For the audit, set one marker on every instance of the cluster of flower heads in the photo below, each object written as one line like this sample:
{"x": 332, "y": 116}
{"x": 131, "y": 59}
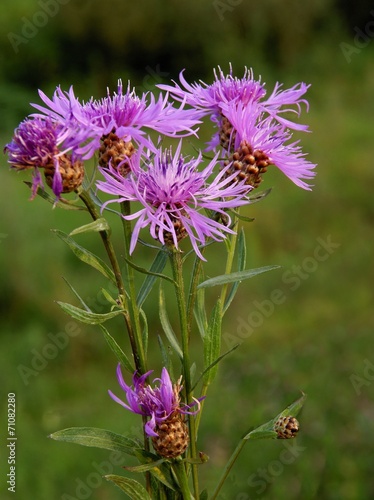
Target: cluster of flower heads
{"x": 178, "y": 195}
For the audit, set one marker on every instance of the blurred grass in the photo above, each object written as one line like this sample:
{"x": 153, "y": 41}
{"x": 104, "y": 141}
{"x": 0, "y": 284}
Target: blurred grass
{"x": 314, "y": 341}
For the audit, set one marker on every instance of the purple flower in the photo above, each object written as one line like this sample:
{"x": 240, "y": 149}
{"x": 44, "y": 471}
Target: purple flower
{"x": 42, "y": 143}
{"x": 159, "y": 402}
{"x": 174, "y": 194}
{"x": 227, "y": 89}
{"x": 125, "y": 114}
{"x": 267, "y": 143}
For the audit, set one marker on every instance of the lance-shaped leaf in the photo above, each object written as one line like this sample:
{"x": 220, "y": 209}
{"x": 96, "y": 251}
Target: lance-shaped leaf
{"x": 121, "y": 356}
{"x": 86, "y": 256}
{"x": 217, "y": 360}
{"x": 234, "y": 277}
{"x": 97, "y": 438}
{"x": 170, "y": 335}
{"x": 97, "y": 225}
{"x": 267, "y": 430}
{"x": 259, "y": 195}
{"x": 242, "y": 257}
{"x": 87, "y": 317}
{"x": 131, "y": 487}
{"x": 212, "y": 344}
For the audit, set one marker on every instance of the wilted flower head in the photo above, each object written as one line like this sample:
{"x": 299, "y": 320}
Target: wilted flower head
{"x": 246, "y": 91}
{"x": 174, "y": 194}
{"x": 42, "y": 143}
{"x": 257, "y": 142}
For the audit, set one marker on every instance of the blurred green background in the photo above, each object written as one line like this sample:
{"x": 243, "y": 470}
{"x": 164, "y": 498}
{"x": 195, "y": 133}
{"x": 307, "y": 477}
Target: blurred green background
{"x": 319, "y": 340}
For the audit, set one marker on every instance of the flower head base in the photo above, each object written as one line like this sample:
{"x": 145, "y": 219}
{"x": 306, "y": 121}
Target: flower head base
{"x": 260, "y": 141}
{"x": 162, "y": 404}
{"x": 173, "y": 194}
{"x": 41, "y": 143}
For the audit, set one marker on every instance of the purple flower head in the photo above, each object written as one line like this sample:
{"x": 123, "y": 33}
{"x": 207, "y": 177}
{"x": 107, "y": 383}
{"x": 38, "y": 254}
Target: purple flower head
{"x": 158, "y": 402}
{"x": 246, "y": 91}
{"x": 40, "y": 143}
{"x": 269, "y": 141}
{"x": 173, "y": 194}
{"x": 126, "y": 114}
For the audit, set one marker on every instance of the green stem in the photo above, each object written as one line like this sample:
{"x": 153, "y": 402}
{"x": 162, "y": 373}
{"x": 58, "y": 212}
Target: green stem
{"x": 105, "y": 237}
{"x": 129, "y": 315}
{"x": 192, "y": 291}
{"x": 180, "y": 472}
{"x": 140, "y": 360}
{"x": 139, "y": 353}
{"x": 228, "y": 467}
{"x": 177, "y": 267}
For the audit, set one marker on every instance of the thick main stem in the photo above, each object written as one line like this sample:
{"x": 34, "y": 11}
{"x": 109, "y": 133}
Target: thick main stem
{"x": 176, "y": 263}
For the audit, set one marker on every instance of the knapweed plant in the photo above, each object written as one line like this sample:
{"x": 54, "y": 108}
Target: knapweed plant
{"x": 174, "y": 206}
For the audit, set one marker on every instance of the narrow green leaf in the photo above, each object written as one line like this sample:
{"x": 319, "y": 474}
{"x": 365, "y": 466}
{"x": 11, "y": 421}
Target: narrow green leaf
{"x": 145, "y": 330}
{"x": 86, "y": 256}
{"x": 214, "y": 363}
{"x": 200, "y": 312}
{"x": 238, "y": 276}
{"x": 157, "y": 266}
{"x": 258, "y": 196}
{"x": 170, "y": 335}
{"x": 97, "y": 438}
{"x": 242, "y": 217}
{"x": 61, "y": 203}
{"x": 242, "y": 257}
{"x": 95, "y": 226}
{"x": 266, "y": 430}
{"x": 145, "y": 467}
{"x": 77, "y": 295}
{"x": 87, "y": 317}
{"x": 165, "y": 356}
{"x": 120, "y": 355}
{"x": 132, "y": 488}
{"x": 212, "y": 344}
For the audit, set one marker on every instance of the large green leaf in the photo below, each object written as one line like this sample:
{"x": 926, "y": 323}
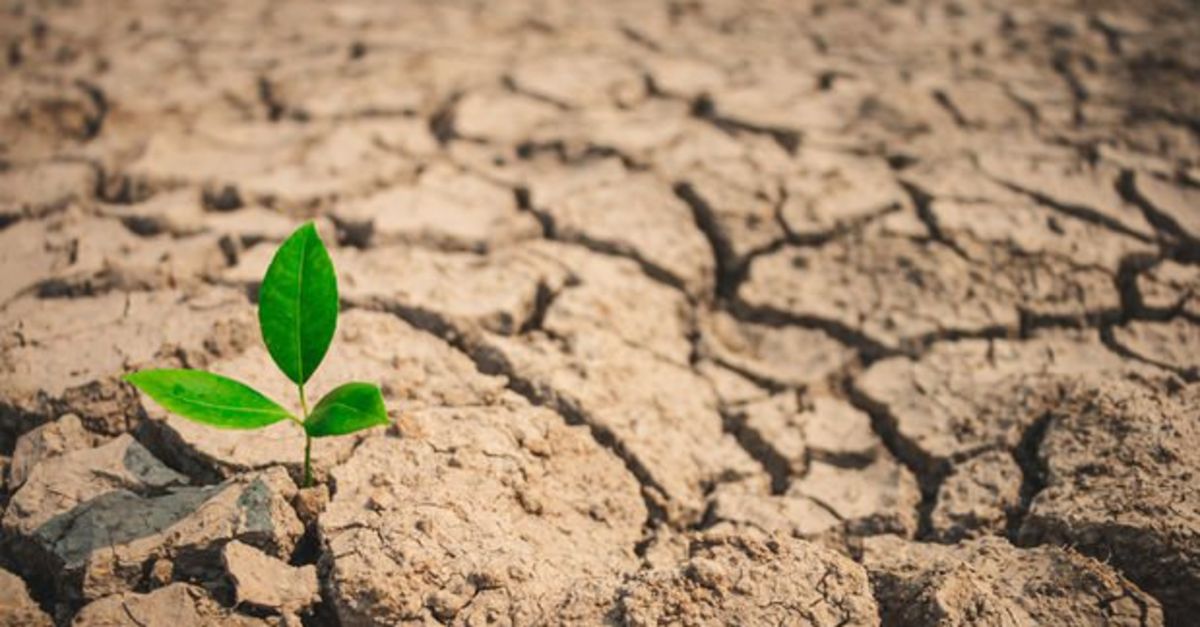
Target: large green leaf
{"x": 298, "y": 304}
{"x": 348, "y": 408}
{"x": 208, "y": 398}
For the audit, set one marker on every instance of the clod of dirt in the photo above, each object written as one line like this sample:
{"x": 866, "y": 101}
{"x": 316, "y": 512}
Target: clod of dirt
{"x": 984, "y": 227}
{"x": 891, "y": 291}
{"x": 773, "y": 431}
{"x": 78, "y": 255}
{"x": 990, "y": 581}
{"x": 900, "y": 293}
{"x": 413, "y": 369}
{"x": 580, "y": 78}
{"x": 1068, "y": 185}
{"x": 977, "y": 497}
{"x": 834, "y": 191}
{"x": 47, "y": 441}
{"x": 828, "y": 502}
{"x": 16, "y": 607}
{"x": 283, "y": 165}
{"x": 1176, "y": 203}
{"x": 1173, "y": 345}
{"x": 1170, "y": 287}
{"x": 784, "y": 356}
{"x": 490, "y": 513}
{"x": 175, "y": 605}
{"x": 736, "y": 579}
{"x": 445, "y": 209}
{"x": 735, "y": 189}
{"x": 147, "y": 513}
{"x": 731, "y": 388}
{"x": 838, "y": 433}
{"x": 630, "y": 214}
{"x": 660, "y": 414}
{"x": 969, "y": 395}
{"x": 1139, "y": 509}
{"x": 499, "y": 115}
{"x": 267, "y": 583}
{"x": 40, "y": 189}
{"x": 881, "y": 497}
{"x": 66, "y": 356}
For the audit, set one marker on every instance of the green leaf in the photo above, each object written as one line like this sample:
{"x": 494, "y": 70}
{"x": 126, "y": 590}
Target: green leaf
{"x": 209, "y": 399}
{"x": 298, "y": 304}
{"x": 348, "y": 408}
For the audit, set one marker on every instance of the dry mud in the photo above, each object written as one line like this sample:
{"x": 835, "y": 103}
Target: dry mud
{"x": 690, "y": 312}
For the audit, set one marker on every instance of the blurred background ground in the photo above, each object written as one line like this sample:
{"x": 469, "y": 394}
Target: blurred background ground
{"x": 819, "y": 312}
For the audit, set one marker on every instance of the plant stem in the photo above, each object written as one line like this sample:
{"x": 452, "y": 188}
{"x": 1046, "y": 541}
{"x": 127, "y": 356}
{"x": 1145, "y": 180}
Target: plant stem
{"x": 307, "y": 441}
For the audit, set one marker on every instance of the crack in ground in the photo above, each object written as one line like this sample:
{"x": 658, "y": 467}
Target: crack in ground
{"x": 705, "y": 108}
{"x": 1032, "y": 473}
{"x": 491, "y": 362}
{"x": 1078, "y": 212}
{"x": 1181, "y": 249}
{"x": 930, "y": 473}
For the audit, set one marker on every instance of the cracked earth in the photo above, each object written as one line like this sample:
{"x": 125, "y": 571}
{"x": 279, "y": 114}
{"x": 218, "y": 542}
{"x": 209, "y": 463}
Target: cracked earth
{"x": 690, "y": 312}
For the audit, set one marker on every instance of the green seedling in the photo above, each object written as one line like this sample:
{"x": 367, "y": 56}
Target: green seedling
{"x": 298, "y": 316}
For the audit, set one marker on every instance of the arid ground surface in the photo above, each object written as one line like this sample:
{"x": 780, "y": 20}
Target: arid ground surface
{"x": 697, "y": 312}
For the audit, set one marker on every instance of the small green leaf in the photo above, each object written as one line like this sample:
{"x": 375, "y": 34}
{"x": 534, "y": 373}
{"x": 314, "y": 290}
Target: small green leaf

» **Required work**
Give the listing again, exactly as it appears, but without its images.

» **Reply to the exercise**
For the audit, set one marker on every instance of the cluster of flower heads in the photo below, each object written as one line like this sample:
{"x": 332, "y": 116}
{"x": 131, "y": 59}
Target: cluster of flower heads
{"x": 178, "y": 195}
For the audit, set one marker on every instance of the blurred grass in the photo above, each object written as one line like this sample:
{"x": 153, "y": 41}
{"x": 104, "y": 141}
{"x": 0, "y": 284}
Target: blurred grass
{"x": 314, "y": 341}
For the audit, set one marker on every instance of the purple flower in the photo above, each object written as one line like this sample:
{"x": 240, "y": 149}
{"x": 44, "y": 471}
Target: purple flower
{"x": 42, "y": 143}
{"x": 159, "y": 402}
{"x": 174, "y": 194}
{"x": 227, "y": 89}
{"x": 125, "y": 114}
{"x": 267, "y": 143}
For the audit, set one marker on every instance of the lance-shaped leaf in the photo above, each object written as one line like this sample:
{"x": 220, "y": 209}
{"x": 96, "y": 251}
Target: lance-shaped leaf
{"x": 121, "y": 356}
{"x": 86, "y": 256}
{"x": 217, "y": 360}
{"x": 234, "y": 277}
{"x": 97, "y": 438}
{"x": 170, "y": 335}
{"x": 97, "y": 225}
{"x": 267, "y": 430}
{"x": 259, "y": 195}
{"x": 242, "y": 257}
{"x": 87, "y": 317}
{"x": 131, "y": 487}
{"x": 212, "y": 344}
For the audit, set one marker on every instance of the wilted flower head in the photo above, each object written as one line like this sample:
{"x": 299, "y": 320}
Target: wilted flower head
{"x": 246, "y": 91}
{"x": 174, "y": 194}
{"x": 42, "y": 143}
{"x": 257, "y": 142}
For the audit, set one marker on every instance of the blurred green background in the photo above, each object written as one line like this sample:
{"x": 243, "y": 470}
{"x": 164, "y": 498}
{"x": 195, "y": 133}
{"x": 307, "y": 477}
Target: blurred green background
{"x": 319, "y": 340}
For the audit, set one marker on every instance of the flower head base in the photo above, each object written as one line like this sample:
{"x": 145, "y": 219}
{"x": 306, "y": 121}
Target: flower head base
{"x": 260, "y": 141}
{"x": 162, "y": 404}
{"x": 173, "y": 194}
{"x": 41, "y": 143}
For the audit, set one marker on every instance of the purple flower head in the photo above, each object written as one line like this sample:
{"x": 123, "y": 33}
{"x": 207, "y": 177}
{"x": 107, "y": 383}
{"x": 38, "y": 254}
Target: purple flower head
{"x": 158, "y": 402}
{"x": 246, "y": 91}
{"x": 40, "y": 143}
{"x": 269, "y": 141}
{"x": 173, "y": 194}
{"x": 126, "y": 114}
For the audit, set one marker on every instance of the green stem in the photo above, each object written as one line like this sample:
{"x": 153, "y": 402}
{"x": 162, "y": 373}
{"x": 58, "y": 212}
Target: green stem
{"x": 105, "y": 237}
{"x": 129, "y": 315}
{"x": 192, "y": 291}
{"x": 180, "y": 472}
{"x": 140, "y": 360}
{"x": 139, "y": 353}
{"x": 228, "y": 467}
{"x": 177, "y": 267}
For the audit, set one marker on every instance of the thick main stem in the photo above, each object written as one line like this sample:
{"x": 34, "y": 11}
{"x": 109, "y": 133}
Target: thick main stem
{"x": 176, "y": 263}
For the audit, set one marker on every instance of the knapweed plant in the photo above, each object written as one line like this sample:
{"x": 54, "y": 108}
Target: knapweed plant
{"x": 174, "y": 206}
For the audit, set one marker on every instance of the narrow green leaf in the photo above, each object written as one line like this sample:
{"x": 319, "y": 474}
{"x": 365, "y": 466}
{"x": 11, "y": 421}
Target: narrow green leaf
{"x": 145, "y": 330}
{"x": 86, "y": 256}
{"x": 214, "y": 363}
{"x": 200, "y": 312}
{"x": 238, "y": 276}
{"x": 157, "y": 266}
{"x": 258, "y": 196}
{"x": 170, "y": 335}
{"x": 97, "y": 438}
{"x": 242, "y": 217}
{"x": 61, "y": 203}
{"x": 242, "y": 257}
{"x": 95, "y": 226}
{"x": 266, "y": 430}
{"x": 145, "y": 467}
{"x": 77, "y": 295}
{"x": 87, "y": 317}
{"x": 165, "y": 356}
{"x": 120, "y": 355}
{"x": 132, "y": 488}
{"x": 212, "y": 344}
For the audit, set one marker on every instance of the large green leaf in the photo below, each object written as one line like this sample:
{"x": 926, "y": 323}
Target: large green leaf
{"x": 298, "y": 304}
{"x": 348, "y": 408}
{"x": 208, "y": 398}
For the audit, set one marker on every instance of the clod of dirt in the photo above, each object written as one line like this sample:
{"x": 866, "y": 101}
{"x": 316, "y": 512}
Target: clod of dirt
{"x": 984, "y": 227}
{"x": 891, "y": 291}
{"x": 773, "y": 431}
{"x": 78, "y": 255}
{"x": 990, "y": 581}
{"x": 900, "y": 293}
{"x": 413, "y": 369}
{"x": 580, "y": 78}
{"x": 1068, "y": 185}
{"x": 977, "y": 497}
{"x": 834, "y": 191}
{"x": 47, "y": 441}
{"x": 828, "y": 502}
{"x": 16, "y": 607}
{"x": 283, "y": 165}
{"x": 1176, "y": 203}
{"x": 1173, "y": 345}
{"x": 1170, "y": 287}
{"x": 784, "y": 356}
{"x": 490, "y": 513}
{"x": 175, "y": 605}
{"x": 736, "y": 579}
{"x": 445, "y": 209}
{"x": 735, "y": 189}
{"x": 147, "y": 513}
{"x": 731, "y": 388}
{"x": 838, "y": 433}
{"x": 630, "y": 214}
{"x": 660, "y": 414}
{"x": 969, "y": 395}
{"x": 1139, "y": 509}
{"x": 499, "y": 115}
{"x": 267, "y": 583}
{"x": 40, "y": 189}
{"x": 881, "y": 497}
{"x": 66, "y": 356}
For the audit, set one marker on every instance of the green leaf in the photo above, each object written as one line like this sample:
{"x": 494, "y": 70}
{"x": 126, "y": 590}
Target: green leaf
{"x": 209, "y": 399}
{"x": 298, "y": 304}
{"x": 348, "y": 408}
For the audit, set one marker on every instance of the dry mud in the photo above, each object written as one line like this sample:
{"x": 835, "y": 103}
Target: dry mud
{"x": 690, "y": 312}
For the audit, set one marker on every instance of the blurred background ground in the photo above, each object written as one line like this sample:
{"x": 469, "y": 394}
Target: blurred background ground
{"x": 819, "y": 312}
For the audit, set one marker on every instance of the plant stem in the photo above, each object written as one line like this sample:
{"x": 452, "y": 188}
{"x": 1046, "y": 541}
{"x": 127, "y": 356}
{"x": 1145, "y": 180}
Target: plant stem
{"x": 307, "y": 441}
For the audit, set one marker on every instance of the crack in ground in the photo above, each object written as one line like this sample:
{"x": 658, "y": 467}
Target: crack in ground
{"x": 705, "y": 108}
{"x": 1032, "y": 473}
{"x": 491, "y": 362}
{"x": 1078, "y": 212}
{"x": 1181, "y": 249}
{"x": 930, "y": 473}
For the audit, set one marker on every instance of the cracked earth in the photo above, each object written as one line like this sample:
{"x": 125, "y": 571}
{"x": 279, "y": 114}
{"x": 218, "y": 542}
{"x": 209, "y": 463}
Target: cracked earth
{"x": 690, "y": 312}
For the audit, set one marker on every instance of the green seedling in the photo above, each object written as one line like this sample:
{"x": 367, "y": 56}
Target: green seedling
{"x": 298, "y": 316}
For the audit, set one marker on every instance of the arid ground surface in the photo above, each object written as one line like this sample:
{"x": 780, "y": 20}
Target: arid ground surface
{"x": 697, "y": 312}
For the audit, set one marker on every instance of the small green leaf in the photo above, each object written as one line like this sample:
{"x": 375, "y": 34}
{"x": 534, "y": 373}
{"x": 314, "y": 290}
Target: small green leaf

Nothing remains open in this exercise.